● Your goal: The records below are to be set down again exactly, with the pictures left out.

::::::::::

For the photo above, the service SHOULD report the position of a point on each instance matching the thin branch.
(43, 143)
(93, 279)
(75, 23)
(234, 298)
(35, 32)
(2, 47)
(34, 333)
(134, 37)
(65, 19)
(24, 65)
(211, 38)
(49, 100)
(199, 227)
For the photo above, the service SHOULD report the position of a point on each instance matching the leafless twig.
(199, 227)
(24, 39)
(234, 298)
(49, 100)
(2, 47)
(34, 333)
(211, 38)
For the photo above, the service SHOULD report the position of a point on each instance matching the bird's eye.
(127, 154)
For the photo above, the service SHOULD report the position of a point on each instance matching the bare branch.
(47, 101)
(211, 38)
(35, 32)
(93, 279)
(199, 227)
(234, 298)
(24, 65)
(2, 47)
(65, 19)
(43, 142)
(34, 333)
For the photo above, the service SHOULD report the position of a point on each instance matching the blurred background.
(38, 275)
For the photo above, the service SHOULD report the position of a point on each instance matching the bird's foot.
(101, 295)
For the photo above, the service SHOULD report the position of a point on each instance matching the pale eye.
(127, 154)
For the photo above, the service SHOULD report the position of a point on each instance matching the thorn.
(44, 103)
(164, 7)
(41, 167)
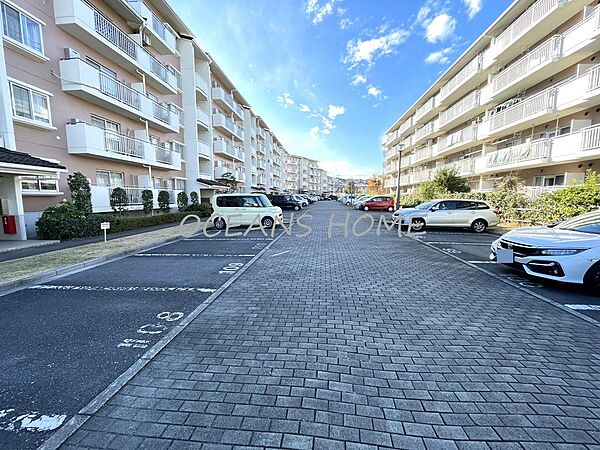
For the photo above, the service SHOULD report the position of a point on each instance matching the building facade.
(122, 92)
(523, 100)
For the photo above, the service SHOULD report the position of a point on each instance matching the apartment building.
(121, 91)
(523, 99)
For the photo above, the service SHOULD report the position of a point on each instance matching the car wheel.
(267, 222)
(417, 224)
(219, 223)
(591, 280)
(479, 226)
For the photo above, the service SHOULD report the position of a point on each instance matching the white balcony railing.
(464, 74)
(526, 151)
(459, 108)
(546, 52)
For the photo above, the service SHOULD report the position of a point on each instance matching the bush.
(164, 201)
(147, 201)
(118, 200)
(182, 201)
(81, 192)
(66, 221)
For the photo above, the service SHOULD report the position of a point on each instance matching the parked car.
(378, 203)
(465, 213)
(567, 252)
(242, 210)
(286, 201)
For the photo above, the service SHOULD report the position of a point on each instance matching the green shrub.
(118, 200)
(147, 201)
(66, 221)
(81, 192)
(182, 201)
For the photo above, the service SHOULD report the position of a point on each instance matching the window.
(22, 29)
(109, 178)
(29, 104)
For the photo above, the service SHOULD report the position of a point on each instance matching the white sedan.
(568, 252)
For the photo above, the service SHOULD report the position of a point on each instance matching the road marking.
(584, 307)
(120, 288)
(32, 421)
(194, 255)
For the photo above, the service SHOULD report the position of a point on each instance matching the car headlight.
(561, 251)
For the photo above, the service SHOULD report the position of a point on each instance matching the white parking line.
(195, 255)
(58, 287)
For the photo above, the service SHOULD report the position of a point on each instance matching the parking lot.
(65, 340)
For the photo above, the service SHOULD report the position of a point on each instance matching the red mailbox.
(9, 224)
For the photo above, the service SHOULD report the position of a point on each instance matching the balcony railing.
(459, 108)
(457, 80)
(527, 151)
(538, 103)
(524, 23)
(545, 52)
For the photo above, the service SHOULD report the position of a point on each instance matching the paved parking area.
(358, 343)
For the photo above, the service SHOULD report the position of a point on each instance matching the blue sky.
(331, 76)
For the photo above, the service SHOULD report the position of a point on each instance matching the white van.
(241, 209)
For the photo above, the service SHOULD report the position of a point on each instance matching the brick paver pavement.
(361, 343)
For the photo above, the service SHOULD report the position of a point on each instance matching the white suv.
(463, 213)
(243, 209)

::::::::::

● Written solution:
For the photo above, the service SHOULD report the position of a point on each instance matching the thin branch.
(43, 143)
(93, 279)
(75, 23)
(234, 298)
(35, 32)
(2, 47)
(34, 333)
(134, 37)
(65, 19)
(24, 65)
(211, 38)
(49, 100)
(199, 227)
For the photo above, the service SHOULD report the position of a point on each instance matching the leafless twig.
(199, 227)
(24, 39)
(234, 298)
(49, 100)
(2, 47)
(34, 333)
(211, 38)
For the photo above, the service SHOULD report the position of a point on each instance matching the bird's eye.
(127, 154)
For the photo above, the service SHOULD report the position of a point on each instance matching the bare branch.
(47, 101)
(211, 38)
(35, 32)
(93, 279)
(199, 227)
(234, 298)
(24, 65)
(2, 47)
(65, 19)
(43, 142)
(34, 333)
For the photo above, the service SHOULD report the position of a point on each instance matching the blurred background.
(38, 275)
For the photo above, the service SHOULD report the position of a point on each instance matching the bird's foot.
(101, 295)
For the photo above, the service SHOULD report the position of a point on each instance matching the pale eye.
(127, 154)
For the photo above, the service SHOULD report the position of a point on each instance matching the thorn.
(44, 103)
(164, 7)
(41, 167)
For the photo above, the service SHOULD report the position of a point on each instance matching the building facade.
(122, 92)
(523, 100)
For the photo above, the service SHOULD report the position of a point on each instance matching the apartment building.
(121, 91)
(523, 99)
For the photo above, the service SHOULD report the position of a point on each instance matching the car wheel.
(267, 222)
(417, 224)
(219, 223)
(591, 280)
(479, 226)
For the photo above, the service SHOULD report the position of a point on each instance matching the white balcony railing.
(464, 74)
(526, 151)
(459, 108)
(546, 52)
For the photo above, the service SHOULD report the position of a point on each instance matching the bush.
(164, 201)
(147, 201)
(118, 200)
(182, 201)
(81, 192)
(66, 221)
For the photo above, the service SHOULD report the position of a point on each instance matching the parked car.
(378, 203)
(465, 213)
(567, 252)
(242, 210)
(286, 201)
For the photo above, the service SHOULD report the position of a point on each instance matching the green shrub.
(118, 200)
(147, 201)
(66, 221)
(81, 192)
(182, 201)
For the photo above, the service SHOULD report the position of a point on each instance matching the window.
(22, 29)
(109, 178)
(29, 104)
For the photo above, the service SHOULD report the position of a point on each instance matching the white sedan.
(568, 252)
For the photo above, the service SHOULD report the position of a point on each instance matching the road marking.
(584, 307)
(120, 288)
(32, 421)
(194, 255)
For the photo above, the service SHOULD report the position of a point on each instance matching the car headlight.
(561, 251)
For the photo above, the service SHOULD report the position of a point on each instance matching the white parking line.
(195, 255)
(58, 287)
For the photo above, the service SHOULD report the position of a point on each instance matching the parking lot.
(65, 340)
For the photo above, the service SHOULD report the position of a point on each instance matching the red mailbox.
(9, 224)
For the photo above, the service SHOULD report the position of a point on each instance matching the balcony railing.
(459, 108)
(457, 80)
(527, 151)
(538, 103)
(524, 23)
(545, 52)
For the photo above, the service SHOULD report the position of a point on each instance matching the paved parking area.
(358, 343)
For the photo above, the service SHOULD report the position of a point on each instance matching the blue sky.
(331, 76)
For the photo above, the service SHOULD report the position of a point on each instance matching the white van.
(241, 209)
For the photo above, the service SHOULD report the position of a point on each instance matching the brick paver pavement.
(361, 343)
For the photo above, the service SHOULD report the position of a point on each instance matching the white suv.
(463, 213)
(243, 209)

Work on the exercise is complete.